# [Kutipan teks]
···
Beberapa minggu terakhir ini headline
dibeberapa media Indonesia diramaikan dengan fenomena Angkutan Umum Online Vs
Angkutan Umum Konvensional. Sebenernya fenomena ini sudah ramai diperbincangkan
dikalangan masyarakat sejak beberapa tahun terakhir ini tetapi puncaknya adalah
aksi unjuk rasa supir salah satu angkutan umum konvensional yaitu supir taksi
konvensional yang berujung aksi anarkis.
···
# [Catatan mentah]

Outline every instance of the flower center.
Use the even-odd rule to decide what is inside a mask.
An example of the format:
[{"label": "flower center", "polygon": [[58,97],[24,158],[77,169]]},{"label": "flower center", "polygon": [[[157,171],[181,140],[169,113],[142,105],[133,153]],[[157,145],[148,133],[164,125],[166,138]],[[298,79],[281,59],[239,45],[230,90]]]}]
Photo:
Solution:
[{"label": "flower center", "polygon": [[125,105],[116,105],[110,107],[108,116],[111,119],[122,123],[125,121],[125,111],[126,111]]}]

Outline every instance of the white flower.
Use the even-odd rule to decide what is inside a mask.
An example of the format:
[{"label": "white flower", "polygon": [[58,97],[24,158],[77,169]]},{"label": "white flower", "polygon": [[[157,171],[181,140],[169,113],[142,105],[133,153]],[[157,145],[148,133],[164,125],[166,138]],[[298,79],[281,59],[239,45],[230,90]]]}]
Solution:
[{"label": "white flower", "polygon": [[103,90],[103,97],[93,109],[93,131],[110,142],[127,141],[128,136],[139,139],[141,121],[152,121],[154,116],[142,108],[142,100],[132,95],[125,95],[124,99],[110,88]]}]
···
# [Ketentuan Tugas]
**1.** Sebutkan semua kata dalam kutipan tentang angkutan umum online yang diawali huruf "di".
**2.** Ubah bagian kutipan tentang angkutan umum online dari "Beberapa minggu terakhir" sampai dengan "berujung aksi anarkis." dengan mengganti "taksi" menjadi "bus".
**3.** Jawab pertanyaan berikut berdasarkan kutipan tentang angkutan umum online.
(a) Fenomena apa yang meramaikan headline di beberapa media Indonesia?
(b) Supir angkutan apa yang melakukan aksi unjuk rasa?
(c) Unjuk rasa itu berujung pada aksi apa?

# [Jawaban di bawah]
**1.** dibeberapa, diramaikan, diperbincangkan, dikalangan

**2.**
Beberapa minggu terakhir ini headline
dibeberapa media Indonesia diramaikan dengan fenomena Angkutan Umum Online Vs
Angkutan Umum Konvensional. Sebenernya fenomena ini sudah ramai diperbincangkan
dikalangan masyarakat sejak beberapa tahun terakhir ini tetapi puncaknya adalah
aksi unjuk rasa supir salah satu angkutan umum konvensional yaitu supir bus
konvensional yang berujung aksi anarkis.

**3.**
(a) Angkutan Umum Online Vs Angkutan Umum Konvensional
(b) Supir taksi konvensional
(c) Aksi anarkis